*** Opening SUPPLIED RECORDS ***

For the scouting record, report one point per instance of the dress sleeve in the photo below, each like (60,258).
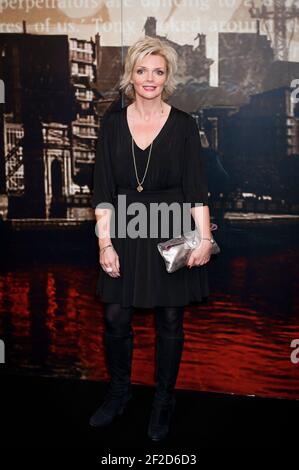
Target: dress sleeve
(194,180)
(103,181)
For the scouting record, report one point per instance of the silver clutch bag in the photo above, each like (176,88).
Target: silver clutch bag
(176,251)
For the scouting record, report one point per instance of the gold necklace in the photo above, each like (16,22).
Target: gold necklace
(140,187)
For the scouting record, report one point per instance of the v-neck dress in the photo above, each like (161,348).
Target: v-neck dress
(175,174)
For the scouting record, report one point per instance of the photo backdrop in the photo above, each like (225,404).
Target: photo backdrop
(238,75)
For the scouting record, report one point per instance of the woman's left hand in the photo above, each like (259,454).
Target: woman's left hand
(200,255)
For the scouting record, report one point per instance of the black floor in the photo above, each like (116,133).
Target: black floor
(47,413)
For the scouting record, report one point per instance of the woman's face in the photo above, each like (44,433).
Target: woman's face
(151,71)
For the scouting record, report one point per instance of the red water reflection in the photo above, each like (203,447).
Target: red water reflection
(237,342)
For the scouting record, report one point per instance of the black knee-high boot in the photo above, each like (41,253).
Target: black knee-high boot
(119,352)
(168,358)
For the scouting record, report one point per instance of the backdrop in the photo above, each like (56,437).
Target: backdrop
(238,75)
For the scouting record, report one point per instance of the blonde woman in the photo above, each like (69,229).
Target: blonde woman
(149,152)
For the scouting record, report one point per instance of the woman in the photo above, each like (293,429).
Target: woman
(148,152)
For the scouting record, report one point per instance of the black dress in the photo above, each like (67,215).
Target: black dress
(175,174)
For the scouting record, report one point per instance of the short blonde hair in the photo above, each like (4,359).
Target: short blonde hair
(139,50)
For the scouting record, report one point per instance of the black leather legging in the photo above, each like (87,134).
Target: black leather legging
(169,320)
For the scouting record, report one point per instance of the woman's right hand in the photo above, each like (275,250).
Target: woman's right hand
(109,259)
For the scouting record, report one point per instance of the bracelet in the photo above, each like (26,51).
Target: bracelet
(104,248)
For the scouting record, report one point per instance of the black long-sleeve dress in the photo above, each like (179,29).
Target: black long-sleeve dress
(175,174)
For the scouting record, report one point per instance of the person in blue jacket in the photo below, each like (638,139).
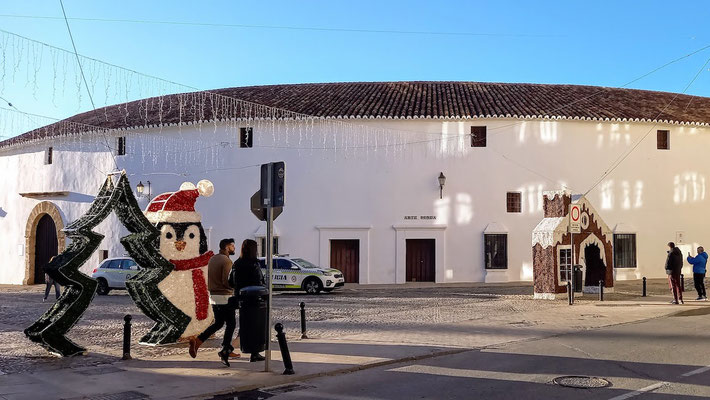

*** Closing SUPPLIED RECORDS ***

# ASSIGNMENT
Please transcribe all of the records above exactly, leaving out any pictures.

# SOLUTION FOR THIS TASK
For the scouting record, report one point per instance of the dress sleeve in the photo below, each like (60,258).
Target: dress sleeve
(194,180)
(103,181)
For the scouting record, report one point per instance of the silver clutch bag in the photo above, each like (176,88).
Target: silver clutch bag
(176,251)
For the scouting record, report one point per instance of the gold necklace in the photo above, each like (16,22).
Target: gold necklace
(140,187)
For the scouting record, report one point per instance of the v-neck dress in the photo above, each like (161,348).
Target: v-neck dress
(175,174)
For the scouting record, report one point per instance of the photo backdrop in the photo above, each like (225,404).
Target: photo backdrop
(238,75)
For the scouting record, report one point per instance of the woman's left hand in the photo above, each like (259,454).
Target: woman's left hand
(200,255)
For the scouting record, report one point per instance of the black floor in the photo above, each like (116,133).
Target: black floor
(47,413)
For the scouting record, report one point per instance of the woman's face in the photo above, each like (44,433).
Target: woman's face
(151,71)
For the scouting record, report one point per instance of the red water reflection in the photo above, each like (203,447).
Target: red water reflection
(237,342)
For the scouting record, report one point per instance of the black knee-high boot in the photo above, each like (41,253).
Target: black knee-high boot
(119,352)
(168,358)
For the scouting record, report one point per instance of the backdrop in the photo above, each like (56,437).
Target: backdrop
(238,75)
For the scouting record, report one point per instance of the blonde woman in the photo above, each like (69,229).
Target: blonde woman
(149,152)
For the scouting record, report one point per instance of the woman in the photo above, each like (293,429).
Target: woman
(148,152)
For the scouting record, report one point per instance of the black dress in the photo above, each like (67,215).
Target: black dress
(175,174)
For the scouting record, report one point per instance of the short blonde hair in the photo above, each like (4,359).
Target: short blonde hair
(139,50)
For the scouting record, report one point per instance of the black leather legging in the photo above, each like (87,134).
Target: black leather legging
(169,320)
For the scouting record, report one point per instance of the woman's right hand in the photo above, each like (275,250).
Target: woman's right hand
(109,259)
For the scouting record, report one point per instance of the bracelet in the photo above, each like (26,51).
Target: bracelet
(104,248)
For the scouting record, report one point per instance of the black long-sleeve dress in the photo above, each like (179,29).
Target: black long-sleeve dress
(175,174)
For the scouting record, report one point per instance of the person in blue jacket in the photo below, each like (638,139).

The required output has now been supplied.